(EXERCISE GOAL): Report each line of the entries below that includes "earring".

(DATA):
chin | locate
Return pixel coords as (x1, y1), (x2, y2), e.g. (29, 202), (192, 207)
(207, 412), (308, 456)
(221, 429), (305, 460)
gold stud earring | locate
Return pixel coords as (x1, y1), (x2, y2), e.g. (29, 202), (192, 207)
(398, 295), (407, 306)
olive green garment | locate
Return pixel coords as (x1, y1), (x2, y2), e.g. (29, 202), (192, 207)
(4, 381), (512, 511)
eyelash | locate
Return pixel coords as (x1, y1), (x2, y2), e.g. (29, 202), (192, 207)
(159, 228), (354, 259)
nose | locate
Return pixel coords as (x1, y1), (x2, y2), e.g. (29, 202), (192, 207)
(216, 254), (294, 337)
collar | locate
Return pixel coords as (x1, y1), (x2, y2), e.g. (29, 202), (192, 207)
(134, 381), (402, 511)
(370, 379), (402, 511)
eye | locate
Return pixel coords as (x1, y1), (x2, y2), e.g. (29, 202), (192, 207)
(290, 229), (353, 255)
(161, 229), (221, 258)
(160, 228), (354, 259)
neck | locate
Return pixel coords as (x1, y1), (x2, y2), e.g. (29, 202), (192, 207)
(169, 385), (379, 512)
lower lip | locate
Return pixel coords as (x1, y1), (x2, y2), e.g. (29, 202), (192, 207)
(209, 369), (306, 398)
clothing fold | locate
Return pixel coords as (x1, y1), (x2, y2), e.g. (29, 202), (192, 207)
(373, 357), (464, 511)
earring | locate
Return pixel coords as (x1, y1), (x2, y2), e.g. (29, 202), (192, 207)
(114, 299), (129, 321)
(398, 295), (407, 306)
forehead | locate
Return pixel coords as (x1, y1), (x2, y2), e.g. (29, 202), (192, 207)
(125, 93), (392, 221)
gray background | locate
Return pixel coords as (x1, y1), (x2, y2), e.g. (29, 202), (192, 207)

(ANSWER SPACE):
gold stud earring | locate
earring | locate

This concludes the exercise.